• DESCRIPTION OF THE TASK: Reproduce the records from the line containing "point_to finds the pink" through the line containing "pixel 132 867", both of those lines included, and omit the pictures from your answer.

[START OF MATERIAL SHOWN]

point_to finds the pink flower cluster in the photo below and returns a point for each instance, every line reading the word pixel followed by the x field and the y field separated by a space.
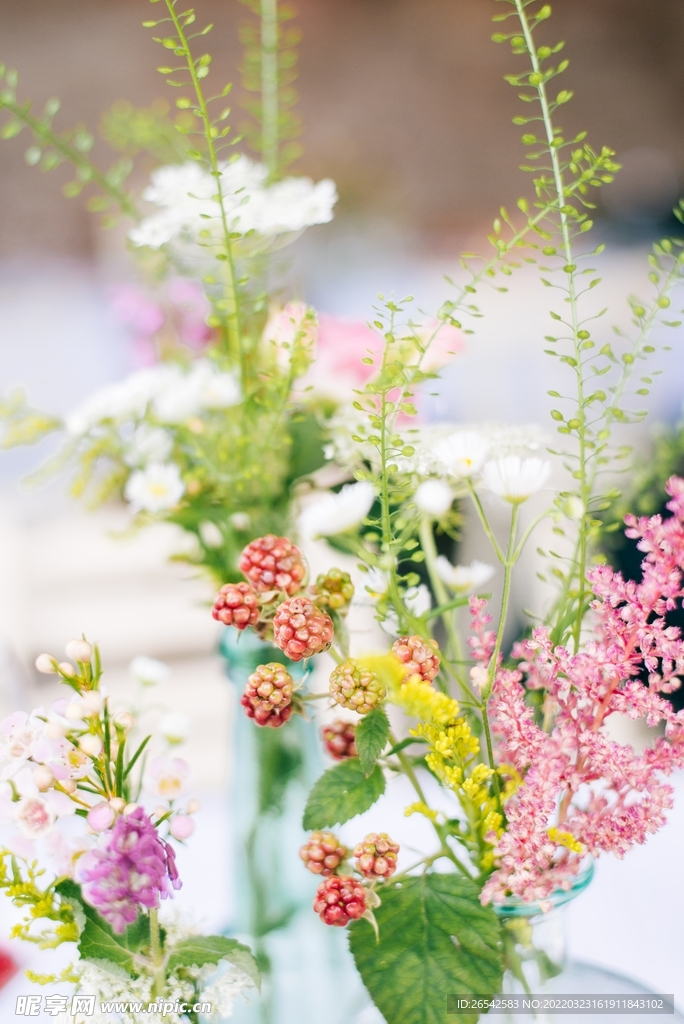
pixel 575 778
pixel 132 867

[END OF MATERIAL SHOWN]
[START OF MATERIAL SHOWN]

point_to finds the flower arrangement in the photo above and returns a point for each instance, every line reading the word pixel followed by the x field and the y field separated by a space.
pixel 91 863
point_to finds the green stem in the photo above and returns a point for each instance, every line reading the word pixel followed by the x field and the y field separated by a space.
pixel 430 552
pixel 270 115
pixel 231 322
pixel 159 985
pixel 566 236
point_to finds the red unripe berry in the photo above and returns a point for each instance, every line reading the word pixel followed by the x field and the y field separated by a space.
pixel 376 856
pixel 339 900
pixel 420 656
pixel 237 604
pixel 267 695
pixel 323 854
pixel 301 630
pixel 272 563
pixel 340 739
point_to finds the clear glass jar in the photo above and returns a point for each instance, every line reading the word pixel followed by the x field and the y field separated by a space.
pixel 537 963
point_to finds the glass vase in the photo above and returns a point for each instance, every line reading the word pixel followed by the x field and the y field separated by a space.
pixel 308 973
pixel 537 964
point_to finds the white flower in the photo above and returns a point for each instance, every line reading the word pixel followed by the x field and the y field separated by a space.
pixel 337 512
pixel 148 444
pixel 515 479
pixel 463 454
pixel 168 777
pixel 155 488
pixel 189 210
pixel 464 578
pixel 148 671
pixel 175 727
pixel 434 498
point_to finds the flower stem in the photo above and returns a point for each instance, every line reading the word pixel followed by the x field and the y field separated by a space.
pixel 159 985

[END OF MATERIAL SHOWN]
[START OF MATERIAL SHOWN]

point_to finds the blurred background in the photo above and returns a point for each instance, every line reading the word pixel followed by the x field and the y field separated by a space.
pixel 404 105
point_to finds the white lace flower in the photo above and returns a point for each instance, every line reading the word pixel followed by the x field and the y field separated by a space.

[END OF MATERIAL SHOWN]

• WRITTEN RESPONSE:
point_to finds the pink flower cluster in the photo below and returns a point for each instance, every line reading the word pixel followed by the x field and the y field separated by a space.
pixel 575 778
pixel 132 867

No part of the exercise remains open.